DOCUMENT EXCERPT ->
__________
This article is about the latter case in point 6. My goal is to provide insight into how bad Alarms, or false positives, from predictive models can drive up service costs, even in the case where a model is providing a lot of good/accurate Alarms. This will hopefully, help shorten the time between points 4 and 7 above. In an ideal situation, these types of issues will be identified in step 4 before a model is even put into production, so the service people never see a growing divergence between the theoretical and actual cost savings provided by a model.
The term Alarm is used in this article and defining it will help clear up any questions about what it means. An Alarm means a prediction from a predictive model indicating some event or failure is going to occur. Predictive Models can also predict something is not going to occur, but this is not be considered an Alarm in this article. Every prediction is not an alarm. Only the predictions of some undesirable event happening are considered an Alarm.
What is Label Noise?
Imagine you have a machine with a water hose, and one of the ways this hose fails is by cracking and leaking. As a Data Scientist, you are asked to predict this issue before it occurs. To do this, you go into the machine service data to find historical examples where this issue has occurred so you can see what the machine data looked like right before the hose cracked. You can then compare this to machine data where this crack did not occur.
The service data is the historical record of issues customers have had with their machines, and what work was done to fix these issues. For this particular issue, when a service technician goes onsite to fix it, they enter the cause of the issue in the service ticket, and what they should be entering is some variation of “cracked hose.” However, during at least one instance where this issue occurred, the technician entered “fluid leak” instead, making it challenging to clearly identify if it was the hose or something else that was leaking.
When you train a model on this data, what you are doing is providing the model with examples of when the pipe cracked and when it did not, and tasking the computer to learn the difference between the machine conditions when cracks occur and when they do not. The more examples you have, the better the model is able to determine the difference.
__________
STORED DATA ->
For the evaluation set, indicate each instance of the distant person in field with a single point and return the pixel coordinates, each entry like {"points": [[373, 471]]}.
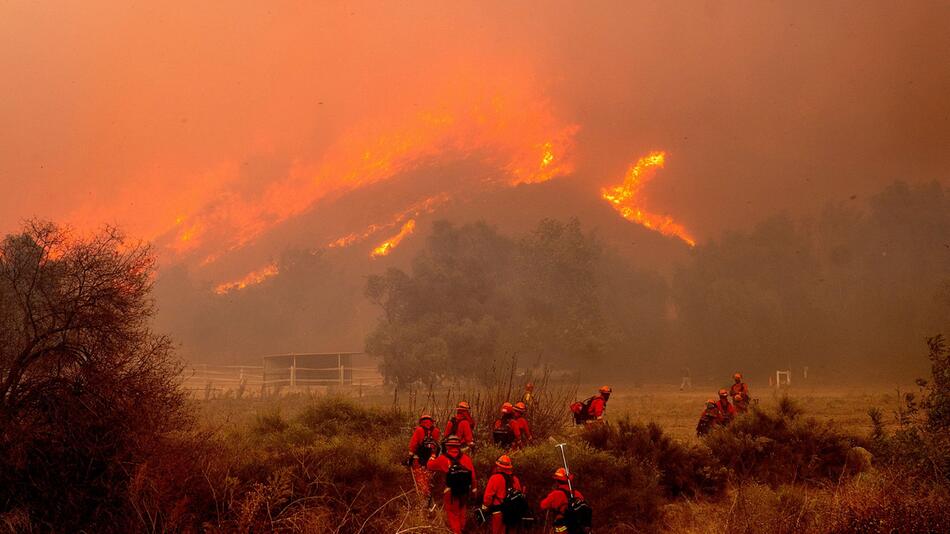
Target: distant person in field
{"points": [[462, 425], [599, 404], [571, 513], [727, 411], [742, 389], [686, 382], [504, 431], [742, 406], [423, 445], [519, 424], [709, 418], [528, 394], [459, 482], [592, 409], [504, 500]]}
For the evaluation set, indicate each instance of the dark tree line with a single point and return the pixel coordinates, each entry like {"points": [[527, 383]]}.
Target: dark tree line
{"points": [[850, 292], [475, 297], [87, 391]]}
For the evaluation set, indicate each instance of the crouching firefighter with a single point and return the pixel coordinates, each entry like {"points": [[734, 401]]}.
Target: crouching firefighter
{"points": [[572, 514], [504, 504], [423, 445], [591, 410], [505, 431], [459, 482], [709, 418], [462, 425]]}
__________
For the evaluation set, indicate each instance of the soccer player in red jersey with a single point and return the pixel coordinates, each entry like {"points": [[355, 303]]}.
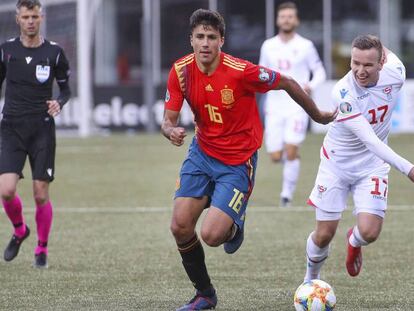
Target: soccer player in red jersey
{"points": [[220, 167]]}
__________
THINGS TO DO ->
a – In the article on label noise, shorten the paragraph that begins "The service data is the historical record" into a short list, keeping its main facts.
b – Carry on the article on label noise from its last sentence, keeping the same topic and style.

ANSWERS TO THE EXERCISE ->
a –
- Service data records the problems customers have had with their machines and the work done to fix them.
- When a technician goes out to fix a cracked hose, they write the cause in the service ticket, which should be some form of "cracked hose."
- At least once, a technician wrote "fluid leak" instead, so it is hard to tell whether the hose or something else was leaking.

b –
The examples and data you provide to train the model are typically created (e.g. Feature Engineering) by an Analyst or Data Scientist, and they are based on the information in the historical service data. However, when the service data has errors or lacks clarity, you can end up in a situation where the examples are incorrect. This results in the model learning the wrong things from the examples, which leads to incorrect predictions. With more incorrect examples, you’ll get more incorrect predictions.
Each example used to train this type of predictive maintenance model has a Label indicating if an issue occurred or not. And this Label is how the model’s algorithm can tell the difference between machine data indicating a crack will occur, or if it probably won’t occur. In an ideal world, the labels would be 100% correct. But as you can see from the example of the service technician incorrectly entering the cause of the issue, it’s extremely difficult to ensure all the labels are correct. This results in Label Noise in our data.
You might ask, “Can’t a Data person manually check the labels to make sure they are accurate?” It might be possible to do this with a very simple machine, but complex machines can have a lot of machine and sensor data, making it impossible for a person to manually check. There could also be an entire fleet of machines, all working in very different environments (e.g. different geographies and climates) making the data more complicated. So there’s no realistic way for a person to manually validate every label.
Label Noise Sources
For people who are curious, here are some possible sources of label noise in service data.
Some possible sources of label noise or incorrect entries in service data.
- Misdiagnosed problems (e.g. thinking a hose is leaking due to a crack, when it’s actually incorrectly connected to the machine).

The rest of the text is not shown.